Reading passage:
Renovation FAQs

History of Robinson Auditorium:

The historic Robinson Auditorium has long been a landmark in Central Arkansas.  Construction of the Joseph T. Robinson Memorial Auditorium began in 1937 and officially opened in December, 1939.  The structure was a WPA (Works Progress Administration) project, and is an excellent example of the Art Deco style architecture of the time.  The building was added to the National Register of Historic Places in 2007.  The facility is owned by the City of Little Rock and managed by the Little Rock Convention & Visitors Bureau.


Project Overview:

The 2nd Act renovation combined sustainable design, historic restoration and financial stewardship.  Saving the exterior historic envelope of the original structure and renovating the interior, provided the most sustainable and cost effective option.  Robinson Auditorium served Central Arkansas for nearly 75 years, and was long overdue for a major renovation to address multiple facility deficiencies.  The new design delivers a wonderful, acoustically sound and modern multi-purpose theater and conference center that will effectively serve the needs of the community for generations to come.


Facility Name:

Entire Facility: Robinson Center

Theater: Robinson Performance Hall

Conference Center: Robinson Conference Center

Original Historic Structure: Robinson Auditorium


Project Costs & Financing:

Total Project Cost: $70.5 million

Financing for the project was bonded with funds provided by the existing 2% Little Rock Advertising & Promotion (A&P) tax.  The project was approved by Little Rock voters by special election on December 10, 2013.


Project Team:

The design team was led by Polk Stanley Wilcox Architects of Little Rock and Ennead Architects of New York.

CDI/Hunt Joint Venture served as the General Contractor and Construction Manager.

Set problem: According to the renovation FAQ, in what year was Robinson Auditorium added to the National Register of Historic Places? The records that come next have no connection to the renovation FAQ.

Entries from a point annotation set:

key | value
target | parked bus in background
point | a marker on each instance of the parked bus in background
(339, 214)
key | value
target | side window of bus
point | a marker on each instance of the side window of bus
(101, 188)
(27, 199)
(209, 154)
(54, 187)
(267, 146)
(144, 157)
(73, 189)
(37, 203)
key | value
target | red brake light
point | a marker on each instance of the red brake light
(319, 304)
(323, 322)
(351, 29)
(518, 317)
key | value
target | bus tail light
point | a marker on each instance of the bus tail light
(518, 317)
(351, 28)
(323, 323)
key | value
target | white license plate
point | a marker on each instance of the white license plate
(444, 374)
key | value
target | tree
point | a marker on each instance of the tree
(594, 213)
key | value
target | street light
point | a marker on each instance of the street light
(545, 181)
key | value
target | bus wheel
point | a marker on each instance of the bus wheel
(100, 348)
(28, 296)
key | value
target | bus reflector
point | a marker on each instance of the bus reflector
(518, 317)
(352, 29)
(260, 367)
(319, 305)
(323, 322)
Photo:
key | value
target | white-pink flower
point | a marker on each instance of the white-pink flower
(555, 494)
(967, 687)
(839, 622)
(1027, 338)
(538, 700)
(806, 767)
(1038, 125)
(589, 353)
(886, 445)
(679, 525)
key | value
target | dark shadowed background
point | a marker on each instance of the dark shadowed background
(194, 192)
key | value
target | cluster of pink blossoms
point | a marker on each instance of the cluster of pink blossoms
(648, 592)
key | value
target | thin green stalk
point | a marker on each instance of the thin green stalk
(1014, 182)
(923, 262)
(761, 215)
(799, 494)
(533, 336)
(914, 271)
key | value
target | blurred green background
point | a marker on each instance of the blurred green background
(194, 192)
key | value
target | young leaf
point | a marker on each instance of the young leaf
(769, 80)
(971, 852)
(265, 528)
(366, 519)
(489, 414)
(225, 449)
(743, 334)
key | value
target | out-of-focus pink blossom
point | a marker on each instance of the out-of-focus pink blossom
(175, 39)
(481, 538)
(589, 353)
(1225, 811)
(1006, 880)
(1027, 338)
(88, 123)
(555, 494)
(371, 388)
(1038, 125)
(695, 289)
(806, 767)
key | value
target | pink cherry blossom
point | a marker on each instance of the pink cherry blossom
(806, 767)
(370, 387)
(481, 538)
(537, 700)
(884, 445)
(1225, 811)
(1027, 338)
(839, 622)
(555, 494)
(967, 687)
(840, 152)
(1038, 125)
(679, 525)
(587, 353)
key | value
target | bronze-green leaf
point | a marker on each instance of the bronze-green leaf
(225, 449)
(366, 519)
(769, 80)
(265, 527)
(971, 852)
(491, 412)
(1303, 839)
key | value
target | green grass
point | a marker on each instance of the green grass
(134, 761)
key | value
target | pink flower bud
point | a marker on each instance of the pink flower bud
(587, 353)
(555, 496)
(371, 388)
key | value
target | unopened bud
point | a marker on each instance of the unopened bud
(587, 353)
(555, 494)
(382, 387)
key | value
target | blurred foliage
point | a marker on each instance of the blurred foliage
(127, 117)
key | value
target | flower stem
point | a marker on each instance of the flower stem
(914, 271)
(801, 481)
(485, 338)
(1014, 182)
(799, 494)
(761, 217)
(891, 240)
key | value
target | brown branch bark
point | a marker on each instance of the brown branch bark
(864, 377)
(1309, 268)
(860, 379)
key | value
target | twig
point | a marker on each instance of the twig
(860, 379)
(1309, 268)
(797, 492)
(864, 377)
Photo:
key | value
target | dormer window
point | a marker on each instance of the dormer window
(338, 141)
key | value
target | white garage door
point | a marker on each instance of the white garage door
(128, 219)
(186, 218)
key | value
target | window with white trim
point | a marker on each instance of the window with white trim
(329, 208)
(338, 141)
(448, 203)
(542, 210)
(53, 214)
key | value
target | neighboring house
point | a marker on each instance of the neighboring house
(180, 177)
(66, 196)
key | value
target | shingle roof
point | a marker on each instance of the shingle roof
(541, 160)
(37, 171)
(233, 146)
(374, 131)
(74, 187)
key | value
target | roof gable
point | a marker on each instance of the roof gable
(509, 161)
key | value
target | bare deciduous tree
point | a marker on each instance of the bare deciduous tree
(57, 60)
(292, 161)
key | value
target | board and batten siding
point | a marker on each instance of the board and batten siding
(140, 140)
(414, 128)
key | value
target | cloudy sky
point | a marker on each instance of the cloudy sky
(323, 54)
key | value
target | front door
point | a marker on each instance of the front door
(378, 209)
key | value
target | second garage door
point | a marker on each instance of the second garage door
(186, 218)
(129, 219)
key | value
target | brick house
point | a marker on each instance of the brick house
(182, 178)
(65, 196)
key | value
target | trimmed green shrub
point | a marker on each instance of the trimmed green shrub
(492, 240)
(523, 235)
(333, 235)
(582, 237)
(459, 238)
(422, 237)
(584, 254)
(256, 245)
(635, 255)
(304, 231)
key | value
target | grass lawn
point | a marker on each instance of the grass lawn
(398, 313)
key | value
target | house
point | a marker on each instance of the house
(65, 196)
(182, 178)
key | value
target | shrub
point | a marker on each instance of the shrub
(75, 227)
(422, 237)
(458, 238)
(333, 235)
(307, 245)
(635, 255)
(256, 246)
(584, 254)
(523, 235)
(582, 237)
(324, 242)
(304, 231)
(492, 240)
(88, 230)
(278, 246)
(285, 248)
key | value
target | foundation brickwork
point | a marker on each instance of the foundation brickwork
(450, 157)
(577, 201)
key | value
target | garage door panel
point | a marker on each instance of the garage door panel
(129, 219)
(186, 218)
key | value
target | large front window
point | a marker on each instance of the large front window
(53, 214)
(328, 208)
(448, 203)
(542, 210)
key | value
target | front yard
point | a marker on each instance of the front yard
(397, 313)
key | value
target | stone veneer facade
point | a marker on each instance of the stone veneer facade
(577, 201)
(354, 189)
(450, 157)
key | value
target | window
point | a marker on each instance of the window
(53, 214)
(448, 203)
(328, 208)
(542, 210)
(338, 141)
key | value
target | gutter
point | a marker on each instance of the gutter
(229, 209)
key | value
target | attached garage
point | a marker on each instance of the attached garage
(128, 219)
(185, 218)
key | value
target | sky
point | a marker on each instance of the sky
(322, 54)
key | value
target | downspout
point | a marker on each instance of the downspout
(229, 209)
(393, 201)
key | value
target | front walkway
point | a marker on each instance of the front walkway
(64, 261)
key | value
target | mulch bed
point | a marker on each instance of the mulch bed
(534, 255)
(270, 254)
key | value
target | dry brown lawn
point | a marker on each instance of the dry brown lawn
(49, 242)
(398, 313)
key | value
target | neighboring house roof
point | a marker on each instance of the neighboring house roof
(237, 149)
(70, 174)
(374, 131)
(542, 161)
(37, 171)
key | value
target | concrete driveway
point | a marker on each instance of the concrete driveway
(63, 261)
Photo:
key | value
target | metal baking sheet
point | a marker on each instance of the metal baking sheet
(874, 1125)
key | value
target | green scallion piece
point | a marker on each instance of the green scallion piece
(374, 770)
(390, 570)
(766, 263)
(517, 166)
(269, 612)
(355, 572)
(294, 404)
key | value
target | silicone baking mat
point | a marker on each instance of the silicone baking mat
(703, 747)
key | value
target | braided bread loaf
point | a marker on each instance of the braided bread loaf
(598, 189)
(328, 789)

Finished exercise: 2007